_Information supplied_
(begin)

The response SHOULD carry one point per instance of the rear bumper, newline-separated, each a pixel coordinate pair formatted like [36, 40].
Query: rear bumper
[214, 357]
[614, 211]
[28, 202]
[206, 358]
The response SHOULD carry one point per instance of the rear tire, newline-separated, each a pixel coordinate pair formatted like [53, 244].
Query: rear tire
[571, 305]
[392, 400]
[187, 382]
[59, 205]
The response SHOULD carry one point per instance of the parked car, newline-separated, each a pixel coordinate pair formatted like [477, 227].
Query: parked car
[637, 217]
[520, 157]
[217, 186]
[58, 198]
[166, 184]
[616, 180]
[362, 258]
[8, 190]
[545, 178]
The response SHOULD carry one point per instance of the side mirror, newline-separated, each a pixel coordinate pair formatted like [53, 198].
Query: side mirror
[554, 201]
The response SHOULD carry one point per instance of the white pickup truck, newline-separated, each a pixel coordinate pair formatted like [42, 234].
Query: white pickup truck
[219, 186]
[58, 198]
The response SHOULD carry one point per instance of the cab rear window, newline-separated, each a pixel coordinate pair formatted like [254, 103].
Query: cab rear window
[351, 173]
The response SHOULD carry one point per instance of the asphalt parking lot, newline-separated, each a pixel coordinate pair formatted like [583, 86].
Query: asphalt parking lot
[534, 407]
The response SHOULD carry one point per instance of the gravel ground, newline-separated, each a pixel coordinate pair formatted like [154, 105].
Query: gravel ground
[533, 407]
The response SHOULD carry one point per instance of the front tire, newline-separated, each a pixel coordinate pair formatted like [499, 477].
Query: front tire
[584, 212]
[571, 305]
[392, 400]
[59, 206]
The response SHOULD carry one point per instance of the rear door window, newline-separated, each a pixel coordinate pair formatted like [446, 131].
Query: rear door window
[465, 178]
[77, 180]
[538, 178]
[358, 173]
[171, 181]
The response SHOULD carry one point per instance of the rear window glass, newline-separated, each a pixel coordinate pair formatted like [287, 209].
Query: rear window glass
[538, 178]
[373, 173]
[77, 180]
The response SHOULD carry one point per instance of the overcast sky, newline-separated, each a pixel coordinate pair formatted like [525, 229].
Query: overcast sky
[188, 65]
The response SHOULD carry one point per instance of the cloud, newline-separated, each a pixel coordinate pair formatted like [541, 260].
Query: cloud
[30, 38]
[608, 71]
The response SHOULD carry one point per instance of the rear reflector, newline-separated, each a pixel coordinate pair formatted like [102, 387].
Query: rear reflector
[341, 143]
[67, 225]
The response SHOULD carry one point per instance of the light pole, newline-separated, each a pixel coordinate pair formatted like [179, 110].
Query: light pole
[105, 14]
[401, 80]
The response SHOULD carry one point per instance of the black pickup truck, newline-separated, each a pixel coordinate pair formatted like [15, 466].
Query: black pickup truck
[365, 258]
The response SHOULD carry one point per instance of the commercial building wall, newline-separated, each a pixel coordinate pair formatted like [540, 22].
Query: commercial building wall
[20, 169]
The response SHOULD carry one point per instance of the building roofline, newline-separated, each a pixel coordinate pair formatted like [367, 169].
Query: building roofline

(end)

Can you give all the rows again, swapping "newline-separated" for "one per line" wherever it occurs and leaving everything else unchanged?

_Result of the task_
The response SHOULD carry one point per instance of the rear bumper, one per line, each a pixel coordinate pair formatted like [36, 40].
Query: rear bumper
[214, 357]
[614, 211]
[28, 202]
[206, 358]
The response SHOULD carry one point per instance of the rear tire, one per line, each a pixel coordinate pair formatted like [53, 244].
Query: rear tire
[571, 305]
[392, 400]
[187, 382]
[59, 205]
The response SHOULD carry one point per instance of the parked car, one per line, each a pixel coordinate pair formatted like [477, 227].
Query: parked car
[637, 217]
[520, 157]
[217, 186]
[58, 198]
[166, 184]
[616, 180]
[362, 258]
[8, 190]
[545, 178]
The response SHOULD carry one point per instance of the side mirror, one per line, each a pixel coordinate pair formatted like [53, 198].
Query: side mirror
[554, 201]
The response SHOULD carry one point per instance of the white pickup truck, one per line, each a pixel coordinate pair formatted like [42, 234].
Query: white pickup truck
[219, 186]
[58, 198]
The response SHOULD carry one point per instance of the cab rear window, one per line, each a pixel coordinate pair formatted like [254, 103].
Query: cab rear window
[351, 173]
The response SHOULD carry one point per instance of the asphalt parking lot, one per line, each a pixel coordinate pair formatted like [583, 86].
Query: asphalt parking lot
[534, 407]
The response SHOULD carry one point per instance of the gravel ground, one per line, each a pixel coordinate pair formatted like [154, 105].
Query: gravel ground
[533, 407]
The response SHOULD carry one point per instance of the front tire, one per line, each a pixel coordinate pair formatted like [499, 477].
Query: front tire
[584, 212]
[571, 305]
[392, 400]
[59, 206]
The response SHOULD carry one point per instance of the rear door window, one per line, each a pixel coordinate pair formatted like [446, 131].
Query: rear door window
[465, 178]
[77, 180]
[538, 178]
[358, 173]
[171, 181]
The response SHOULD carry one point per instance of the rear window glass, one per line, each a pixel coordinate pair formatted like [287, 209].
Query: rear window glass
[538, 178]
[373, 173]
[77, 180]
The response SHOULD carry one point per instance of the overcast sky, one per line, each a pixel coordinate pair formatted like [525, 229].
Query: overcast sky
[188, 65]
The response SHOULD carry one point per instance of the cloud, one per line, each a pixel coordinate pair formatted like [541, 260].
Query: cloud
[30, 38]
[608, 71]
The response SHOULD carry one point per instance of the rear reflector, one per line, each a pixel coordinate pair formatted like [102, 387].
Query: rear reflector
[341, 143]
[67, 225]
The response SHOULD carry one point per instance of the light pole, one per line, each a pixel coordinate pair formatted like [179, 110].
Query: light pole
[105, 14]
[401, 80]
The response SHOULD carry one point per instance of the black pickup truck, one per line, each a pixel coordinate pair formatted like [15, 466].
Query: black pickup truck
[365, 258]
The response SHOULD carry one point per instance of the commercial building wall, one per line, each a pixel coordinate pair formatted like [540, 22].
Query: commercial building wall
[20, 169]
The response SHOULD carry one point per instance of the building roofline, one per line, each a pixel coordinate pair formatted like [367, 169].
Query: building roofline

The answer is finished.